------ FRAGMENTO DE LA PÁGINA

No obstante, el amor en aquellos calurosos tiempos guajiros era más fuerte. Don Gabriel Eligio García Martínez buscó como pudo a su amada, y la buscó, sobre todas las cosas, entre los papeles hechos basura de los telegrafistas de los pueblos. Se hizo amigo de ellos, los invitó a tomar, los regó de obsequios, sólo para que le dieran una pista, y día de por medio reunía sus monedas para enviarle un poema, el mismo poema siempre. “Aunque de mí te alejes, nunca podré olvidarte, aunque de mí te alejes, nunca veré tu faz...”.

El día de la boda, 11 de junio de 1926, Luisa Santiaga se quedó dormida. Luego murmurarían que su padre, el coronel Nicolás Ricardo Márquez, había instruido a su esposa, Tranquilina Iguarán Cotes, para que le mezclara unas pastillitas en el agua. Don Gabriel Eligio la aguardó una y dos horas y algo más, con su vestido de paño negro y su camisa de frac, apostado a las puertas de la Catedral de Santa Marta, imaginando los pasos de su novia sobre la infinita alfombra roja que llegaba a la calle. No tenía sentido irse. El orgullo lo mataba, y del orgullo pasaba a la furia, y de allí a la impotencia. ¿Qué más podría hacer? ¿Ir por ella? ¿Largarse? En el fondo, les confesaría a sus hijos alguna vez, sólo tenía dos obsesiones, y pasaba de la una a la otra indistintamente: besar a Luisa Santiaga, o irse hasta Riohacha y agarrarse a trompadas con el coronel Márquez.

De repente, sin embargo, surgió su amada. Al día siguiente, o a los dos, quedó embarazada. Ya vivía en Aracataca con su marido, rodeada por los tres indios, regalo del coronel, que la habían acompañado desde siempre. Creía en Dios, pero también en las supersticiones y los designios de las pequeñas cosas. Si le picaba la mano era porque le llegaría dinero, y si entraba en su habitación un cucarrón, con sólo verlo ella sabía de dónde provenía. A los nueve meses nació Gabriel José. “Yo deseaba con toda mi razón que él fuera abogado, pero a él, mire usté, no le interesaron las leyes”, comentó ella como por pasar, sentada en una mecedora de su casa de Manga, en Cartagena, algunos meses antes de morir. “De todas, todas formas, lo intentó, hay que admitirlo”, añadió después.

------------
------ LISTADO EXTRAÍDO

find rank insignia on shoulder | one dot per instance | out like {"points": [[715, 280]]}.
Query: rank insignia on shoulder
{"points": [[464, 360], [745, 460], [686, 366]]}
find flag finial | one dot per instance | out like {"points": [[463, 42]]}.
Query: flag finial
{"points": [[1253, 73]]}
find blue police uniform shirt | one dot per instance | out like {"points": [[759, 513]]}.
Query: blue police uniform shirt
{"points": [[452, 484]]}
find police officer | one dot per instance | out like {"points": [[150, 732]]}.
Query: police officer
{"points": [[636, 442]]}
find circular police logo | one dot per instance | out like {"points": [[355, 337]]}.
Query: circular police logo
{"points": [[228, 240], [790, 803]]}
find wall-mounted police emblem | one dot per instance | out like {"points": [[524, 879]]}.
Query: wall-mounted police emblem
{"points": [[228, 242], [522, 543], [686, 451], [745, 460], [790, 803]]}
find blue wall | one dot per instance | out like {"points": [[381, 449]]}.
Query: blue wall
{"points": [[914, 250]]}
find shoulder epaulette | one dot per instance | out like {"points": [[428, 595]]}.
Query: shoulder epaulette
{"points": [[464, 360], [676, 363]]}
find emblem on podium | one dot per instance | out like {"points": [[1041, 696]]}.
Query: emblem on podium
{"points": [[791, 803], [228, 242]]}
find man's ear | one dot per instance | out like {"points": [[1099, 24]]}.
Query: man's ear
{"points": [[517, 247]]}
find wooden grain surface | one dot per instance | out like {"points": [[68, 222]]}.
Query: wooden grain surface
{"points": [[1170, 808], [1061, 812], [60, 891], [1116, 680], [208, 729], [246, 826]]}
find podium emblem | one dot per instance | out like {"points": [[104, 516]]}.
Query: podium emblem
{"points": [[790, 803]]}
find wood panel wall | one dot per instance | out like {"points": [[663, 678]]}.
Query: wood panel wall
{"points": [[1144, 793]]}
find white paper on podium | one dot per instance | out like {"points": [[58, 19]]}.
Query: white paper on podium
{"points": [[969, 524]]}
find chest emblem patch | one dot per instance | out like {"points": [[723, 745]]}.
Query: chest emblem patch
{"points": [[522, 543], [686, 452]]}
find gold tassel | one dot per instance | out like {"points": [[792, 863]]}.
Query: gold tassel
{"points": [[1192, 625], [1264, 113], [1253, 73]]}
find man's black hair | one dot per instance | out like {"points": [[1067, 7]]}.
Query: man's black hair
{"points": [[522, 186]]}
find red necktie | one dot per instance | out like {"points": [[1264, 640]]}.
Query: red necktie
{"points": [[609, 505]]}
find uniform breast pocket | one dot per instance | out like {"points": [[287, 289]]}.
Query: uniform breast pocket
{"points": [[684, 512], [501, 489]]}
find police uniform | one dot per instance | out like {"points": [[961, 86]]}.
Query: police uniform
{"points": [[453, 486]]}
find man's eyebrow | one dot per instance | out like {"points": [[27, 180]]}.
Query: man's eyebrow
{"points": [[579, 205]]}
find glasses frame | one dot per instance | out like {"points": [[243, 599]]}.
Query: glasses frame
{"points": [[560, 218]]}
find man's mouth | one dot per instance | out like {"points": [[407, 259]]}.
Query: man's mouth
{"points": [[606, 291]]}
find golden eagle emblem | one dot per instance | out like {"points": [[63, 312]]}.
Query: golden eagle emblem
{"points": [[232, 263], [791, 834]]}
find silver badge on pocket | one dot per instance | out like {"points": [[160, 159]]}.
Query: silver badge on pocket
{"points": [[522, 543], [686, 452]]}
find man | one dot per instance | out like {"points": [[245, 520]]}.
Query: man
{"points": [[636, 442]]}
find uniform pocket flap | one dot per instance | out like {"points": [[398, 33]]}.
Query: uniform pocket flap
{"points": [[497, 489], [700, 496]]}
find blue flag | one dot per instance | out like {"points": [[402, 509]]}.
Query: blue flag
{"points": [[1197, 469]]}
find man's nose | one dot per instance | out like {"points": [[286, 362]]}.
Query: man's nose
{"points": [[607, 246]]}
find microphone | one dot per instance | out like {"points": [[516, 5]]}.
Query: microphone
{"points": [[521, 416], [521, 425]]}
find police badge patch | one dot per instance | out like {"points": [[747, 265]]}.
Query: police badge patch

------------

- [OBJETIVOS]:
A: Reproduce del fragmento de la página el pasaje que empieza con las palabras que contienen "El día de la" y termina con "el coronel Márquez.".
B: Enumera todas las personas que el fragmento de la página menciona con nombre propio.
C: Prosigue el fragmento de la página a partir del punto en que termina.
El listado constituye material independiente del fragmento de la página.

- [RESPUESTAS]:
A:
El día de la boda, 11 de junio de 1926, Luisa Santiaga se quedó dormida. Luego murmurarían que su padre, el coronel Nicolás Ricardo Márquez, había instruido a su esposa, Tranquilina Iguarán Cotes, para que le mezclara unas pastillitas en el agua. Don Gabriel Eligio la aguardó una y dos horas y algo más, con su vestido de paño negro y su camisa de frac, apostado a las puertas de la Catedral de Santa Marta, imaginando los pasos de su novia sobre la infinita alfombra roja que llegaba a la calle. No tenía sentido irse. El orgullo lo mataba, y del orgullo pasaba a la furia, y de allí a la impotencia. ¿Qué más podría hacer? ¿Ir por ella? ¿Largarse? En el fondo, les confesaría a sus hijos alguna vez, sólo tenía dos obsesiones, y pasaba de la una a la otra indistintamente: besar a Luisa Santiaga, o irse hasta Riohacha y agarrarse a trompadas con el coronel Márquez.

B:
- Gabriel Eligio García Martínez
- Luisa Santiaga
- Nicolás Ricardo Márquez
- Tranquilina Iguarán Cotes
- Gabriel José

C:
Gabriel José García Márquez estudió Leyes dos años en la Universidad Nacional de Cartagena, pero él mismo admitiría que si aprobó tantas asignaturas y tan complicadas, fue porque los profesores le ayudaban a cambio de textos. Algo similar le había pasado con sus últimos años de bachillerato en el colegio del Liceo en Zipaquirá. En realidad, lo único que le importaba era escribir y leer, y antes que a ningún otro, leía a William Faulkner. De día, de noche, a la luz de las velas, en los prostíbulos o en los bares.

Un día de enero, plenos 60, le mostró a Cepeda Samudio su manuscrito de Cien años de soledad. “Costumbrismo, costumbrismo”, le dijo tiempo después Cepeda. García Márquez se tragó durante unas semanas lo que consideró como una humillación. Una noche, sin embargo, no resistió más y fue a buscar a su amigo hasta la casa. En el camino lo vio, manejando una camioneta de aquellas de platón. Con los borradores de su novela en la mano, casi revoléandolos, le gritó que sí, que era costumbrismo, “pero costumbrismo del bueno, como el de Faulkner”.

Luisa Santiaga Márquez Iguarán no leyó Cien años de soledad. No leyó nada de García Márquez. “Leía unas partes, nada más, pero siempre encontraba los personajes reales que inspiraban a los literarios y le preguntaba a su hijo, Gabito, mijo, ¿por qué volviste maricón a este tipo?”. Él nunca le respondía. De alguna forma, intuía que si su madre no leía sus obras era porque temía encontrarse en alguna de ellas.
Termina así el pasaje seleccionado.